§ Short task A:
Quote the records from the line containing "like [(47, 415)]." through the line containing "[(331, 206)]", including both of those lines.

In this section, we produce the plots for the figure in the paper that compare key results between the two implementations, namely: The total/cellular/tissue stresses, the spatial autocorrelations

# Compile data
df_over_time, df_nearest_pairs, df_all_pairs, df_autocorrelations = utils.compile_data_from_layers(
    results_stress_analysis, n_frames=n_frames, time_step=time_step)

Quantitative plots#

In this section we create some quantitiative plots which demonstrate the match between the two implementations. Most noteably, we compare the total, cellular and tissue stress anisotropies as well as the spatial autocorrelation of the total stress.

#max_time = (image[:, :, 1].shape[0] - 1) * time_step
max_time = 60
ylims_stress = [-0.1, 0.65]

drop = viewer.layers['Result of lebedev quadrature on ellipsoid'].data
center = [drop[drop[:,0] == t].mean(axis=0) for t in np.arange(n_frames)]
radius = np.mean([np.sqrt(((drop[drop[:,0] == t] - center[t])**2).sum(axis=1)).mean() for t in np.arange(n_frames)])

§ Entries provided:

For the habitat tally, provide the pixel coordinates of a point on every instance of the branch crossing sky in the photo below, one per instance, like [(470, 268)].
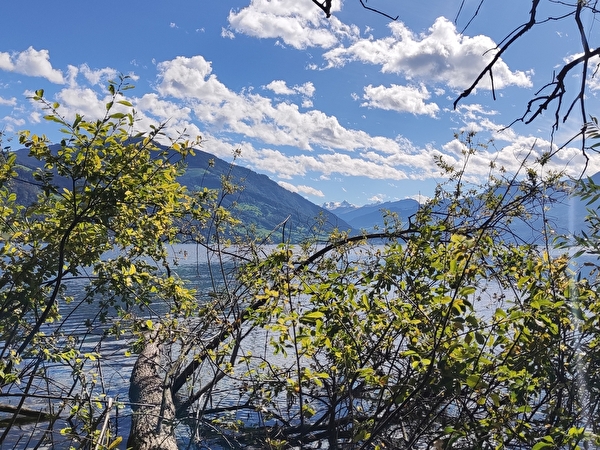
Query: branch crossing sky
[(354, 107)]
--
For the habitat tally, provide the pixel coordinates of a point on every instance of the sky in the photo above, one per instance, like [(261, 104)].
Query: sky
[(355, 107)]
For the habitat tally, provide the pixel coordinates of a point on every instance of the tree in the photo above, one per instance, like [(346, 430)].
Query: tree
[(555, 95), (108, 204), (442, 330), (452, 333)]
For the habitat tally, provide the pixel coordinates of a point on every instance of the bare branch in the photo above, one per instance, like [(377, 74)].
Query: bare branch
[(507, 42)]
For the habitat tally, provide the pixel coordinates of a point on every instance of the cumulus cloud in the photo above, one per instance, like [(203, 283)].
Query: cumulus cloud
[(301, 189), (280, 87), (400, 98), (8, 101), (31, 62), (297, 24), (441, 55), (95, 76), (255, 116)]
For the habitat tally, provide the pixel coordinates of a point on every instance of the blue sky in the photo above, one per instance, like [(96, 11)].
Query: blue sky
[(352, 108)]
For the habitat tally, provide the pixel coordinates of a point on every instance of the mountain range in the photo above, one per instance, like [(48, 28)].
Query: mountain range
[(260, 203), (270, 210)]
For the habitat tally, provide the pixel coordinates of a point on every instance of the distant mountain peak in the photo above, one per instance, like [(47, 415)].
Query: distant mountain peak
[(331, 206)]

§ Short task B:
Print the entire stress analysis text word for word.

§ Full output A:
For the habitat tally, provide the pixel coordinates of a point on every instance of the distant mountain peak in the photo above, one per instance, like [(47, 415)].
Query: distant mountain peak
[(331, 206)]

§ Full output B:
In this section, we produce the plots for the figure in the paper that compare key results between the two implementations, namely: The total/cellular/tissue stresses, the spatial autocorrelations

# Compile data
df_over_time, df_nearest_pairs, df_all_pairs, df_autocorrelations = utils.compile_data_from_layers(
    results_stress_analysis, n_frames=n_frames, time_step=time_step)

Quantitative plots#

In this section we create some quantitiative plots which demonstrate the match between the two implementations. Most noteably, we compare the total, cellular and tissue stress anisotropies as well as the spatial autocorrelation of the total stress.

#max_time = (image[:, :, 1].shape[0] - 1) * time_step
max_time = 60
ylims_stress = [-0.1, 0.65]

drop = viewer.layers['Result of lebedev quadrature on ellipsoid'].data
center = [drop[drop[:,0] == t].mean(axis=0) for t in np.arange(n_frames)]
radius = np.mean([np.sqrt(((drop[drop[:,0] == t] - center[t])**2).sum(axis=1)).mean() for t in np.arange(n_frames)])